▸ **YOUR ASSIGNMENT**: Reproduce each line of every record below without any change.

▸ **DATA FOR THIS EXERCISE**:
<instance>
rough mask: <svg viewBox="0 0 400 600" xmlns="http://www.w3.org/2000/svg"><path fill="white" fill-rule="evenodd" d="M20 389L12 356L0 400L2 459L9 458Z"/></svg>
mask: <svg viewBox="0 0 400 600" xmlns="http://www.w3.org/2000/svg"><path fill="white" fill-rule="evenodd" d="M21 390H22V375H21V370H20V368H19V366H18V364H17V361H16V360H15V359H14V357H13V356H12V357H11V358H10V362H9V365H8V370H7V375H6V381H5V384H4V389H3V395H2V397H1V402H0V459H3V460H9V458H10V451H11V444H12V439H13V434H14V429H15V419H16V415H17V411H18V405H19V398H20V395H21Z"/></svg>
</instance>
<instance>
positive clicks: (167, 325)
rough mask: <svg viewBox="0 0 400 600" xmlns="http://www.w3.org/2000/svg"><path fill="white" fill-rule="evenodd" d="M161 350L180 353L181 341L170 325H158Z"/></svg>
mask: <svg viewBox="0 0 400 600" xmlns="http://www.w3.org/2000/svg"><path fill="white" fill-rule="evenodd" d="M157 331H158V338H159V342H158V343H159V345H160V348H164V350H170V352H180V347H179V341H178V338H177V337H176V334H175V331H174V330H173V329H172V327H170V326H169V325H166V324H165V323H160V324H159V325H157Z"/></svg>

▸ **EXERCISE SOLUTION**:
<instance>
rough mask: <svg viewBox="0 0 400 600" xmlns="http://www.w3.org/2000/svg"><path fill="white" fill-rule="evenodd" d="M20 389L12 356L0 400L2 459L9 458Z"/></svg>
mask: <svg viewBox="0 0 400 600" xmlns="http://www.w3.org/2000/svg"><path fill="white" fill-rule="evenodd" d="M21 390H22V375H21V370H20V368H19V366H18V364H17V361H16V360H15V359H14V357H13V356H12V357H11V358H10V362H9V365H8V370H7V375H6V381H5V384H4V389H3V395H2V397H1V402H0V459H3V460H9V458H10V451H11V444H12V439H13V434H14V429H15V419H16V415H17V411H18V405H19V398H20V395H21Z"/></svg>
</instance>
<instance>
positive clicks: (167, 325)
rough mask: <svg viewBox="0 0 400 600" xmlns="http://www.w3.org/2000/svg"><path fill="white" fill-rule="evenodd" d="M161 350L180 353L181 341L170 325H158Z"/></svg>
mask: <svg viewBox="0 0 400 600" xmlns="http://www.w3.org/2000/svg"><path fill="white" fill-rule="evenodd" d="M157 331H158V338H159V342H158V343H159V345H160V348H164V350H170V352H180V347H179V341H178V338H177V337H176V334H175V331H174V330H173V329H172V327H170V326H169V325H166V324H165V323H160V324H159V325H157Z"/></svg>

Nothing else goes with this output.